(Location identification items)
● ● ●

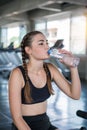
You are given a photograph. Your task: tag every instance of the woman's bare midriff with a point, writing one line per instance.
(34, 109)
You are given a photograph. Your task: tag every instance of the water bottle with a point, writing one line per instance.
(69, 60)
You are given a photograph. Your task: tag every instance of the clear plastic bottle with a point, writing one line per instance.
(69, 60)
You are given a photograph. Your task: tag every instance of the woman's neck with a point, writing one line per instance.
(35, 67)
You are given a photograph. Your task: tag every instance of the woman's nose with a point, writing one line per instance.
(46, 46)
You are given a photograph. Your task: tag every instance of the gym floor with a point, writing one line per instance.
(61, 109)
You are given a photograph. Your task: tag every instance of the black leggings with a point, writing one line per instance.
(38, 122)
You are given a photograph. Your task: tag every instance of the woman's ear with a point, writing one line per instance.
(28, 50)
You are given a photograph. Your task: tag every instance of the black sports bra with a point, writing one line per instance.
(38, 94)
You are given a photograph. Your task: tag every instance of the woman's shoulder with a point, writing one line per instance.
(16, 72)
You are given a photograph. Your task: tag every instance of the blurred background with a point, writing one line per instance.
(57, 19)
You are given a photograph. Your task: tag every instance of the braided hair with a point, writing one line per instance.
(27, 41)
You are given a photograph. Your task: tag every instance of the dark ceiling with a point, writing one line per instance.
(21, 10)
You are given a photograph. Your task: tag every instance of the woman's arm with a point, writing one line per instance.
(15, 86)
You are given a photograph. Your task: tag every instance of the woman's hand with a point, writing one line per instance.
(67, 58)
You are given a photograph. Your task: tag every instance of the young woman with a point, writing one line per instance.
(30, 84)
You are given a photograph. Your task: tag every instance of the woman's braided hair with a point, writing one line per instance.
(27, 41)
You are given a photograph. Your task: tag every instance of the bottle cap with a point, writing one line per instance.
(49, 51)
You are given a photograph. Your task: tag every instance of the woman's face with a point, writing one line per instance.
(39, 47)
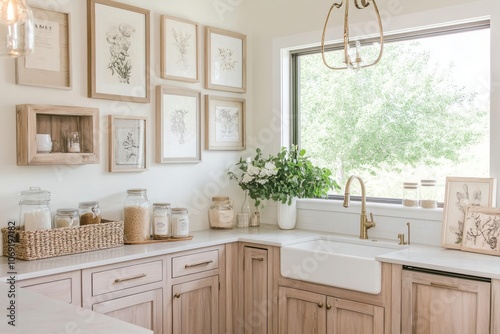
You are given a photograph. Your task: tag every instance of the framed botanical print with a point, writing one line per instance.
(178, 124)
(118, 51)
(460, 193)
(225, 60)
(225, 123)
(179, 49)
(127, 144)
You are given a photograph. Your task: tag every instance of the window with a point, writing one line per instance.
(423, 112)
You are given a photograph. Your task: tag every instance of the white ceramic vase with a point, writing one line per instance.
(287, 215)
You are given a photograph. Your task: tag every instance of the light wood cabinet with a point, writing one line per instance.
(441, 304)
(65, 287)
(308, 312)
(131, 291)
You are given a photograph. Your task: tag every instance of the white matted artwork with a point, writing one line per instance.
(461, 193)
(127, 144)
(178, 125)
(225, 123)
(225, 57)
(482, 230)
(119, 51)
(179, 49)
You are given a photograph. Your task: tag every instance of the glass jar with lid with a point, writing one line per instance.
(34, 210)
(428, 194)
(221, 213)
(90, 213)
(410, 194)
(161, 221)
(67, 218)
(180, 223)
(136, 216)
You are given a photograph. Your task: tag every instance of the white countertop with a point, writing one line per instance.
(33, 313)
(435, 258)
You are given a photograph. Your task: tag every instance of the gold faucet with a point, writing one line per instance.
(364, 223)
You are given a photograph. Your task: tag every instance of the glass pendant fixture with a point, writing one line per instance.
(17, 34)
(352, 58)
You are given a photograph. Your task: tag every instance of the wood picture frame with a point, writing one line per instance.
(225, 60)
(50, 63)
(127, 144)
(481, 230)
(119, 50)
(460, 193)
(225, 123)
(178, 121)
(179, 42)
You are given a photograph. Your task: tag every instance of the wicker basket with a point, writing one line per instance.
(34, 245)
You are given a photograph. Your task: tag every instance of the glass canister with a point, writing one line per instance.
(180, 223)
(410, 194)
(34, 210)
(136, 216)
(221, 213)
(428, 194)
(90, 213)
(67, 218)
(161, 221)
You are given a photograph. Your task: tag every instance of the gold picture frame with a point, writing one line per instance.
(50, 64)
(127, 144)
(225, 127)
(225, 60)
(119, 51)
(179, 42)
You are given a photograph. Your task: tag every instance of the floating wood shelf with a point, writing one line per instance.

● ● ●

Leave out every line before the one containing "the white ceramic"; set down that line and all remaining lines of the material exactly.

Response to the exercise:
You are given a photograph. Your task: tag every instance of the white ceramic vase with a point, writing one line per instance.
(287, 215)
You are given a photograph. Your task: tag every instance of the light wood cabinet with a point, writing one line per instance.
(441, 304)
(65, 287)
(308, 312)
(131, 291)
You are given a photograph. Your task: tag every instance of the white matted artwork with a point, writing one line per instance.
(461, 193)
(127, 144)
(178, 125)
(225, 123)
(225, 57)
(482, 230)
(119, 51)
(179, 49)
You are given a photograph. Your task: tag every instance of the glass jar with lid with a point, writing one line per instance.
(34, 210)
(428, 194)
(221, 213)
(90, 213)
(410, 194)
(161, 221)
(67, 218)
(180, 223)
(136, 216)
You are given a photograph. Your task: tag every instance of the white countertop with a point, writing one line per instance.
(33, 313)
(435, 258)
You are given a photograph. Your task: tag every instance of the gold faucet with a point, writing one line per instance.
(364, 223)
You are given a photograph. Your task: tag every instance of the glass pendant fixture with a point, writing one line per instance.
(17, 34)
(352, 58)
You are given a photograph. Your task: tag every instance of the wood picture frame with a point, writing one line per instance.
(225, 60)
(50, 63)
(127, 144)
(481, 230)
(119, 50)
(460, 193)
(225, 123)
(178, 121)
(179, 42)
You are given a photograph. Your task: tag every instance of the wicker basket with a point, writing one line per instance.
(34, 245)
You are given a photograph. Your task: tag every instance of the glass canister with a point, writing one line per instance.
(180, 223)
(410, 194)
(34, 210)
(136, 216)
(221, 213)
(428, 194)
(90, 213)
(67, 218)
(161, 221)
You are given a photograph. Your task: tag every instance of the gold picture frame with a point, writing one line per instance.
(50, 64)
(127, 144)
(225, 127)
(225, 60)
(119, 51)
(179, 42)
You are given a photograph. Your task: tag every instance of the floating wood shelf with a point, writing one line per instance.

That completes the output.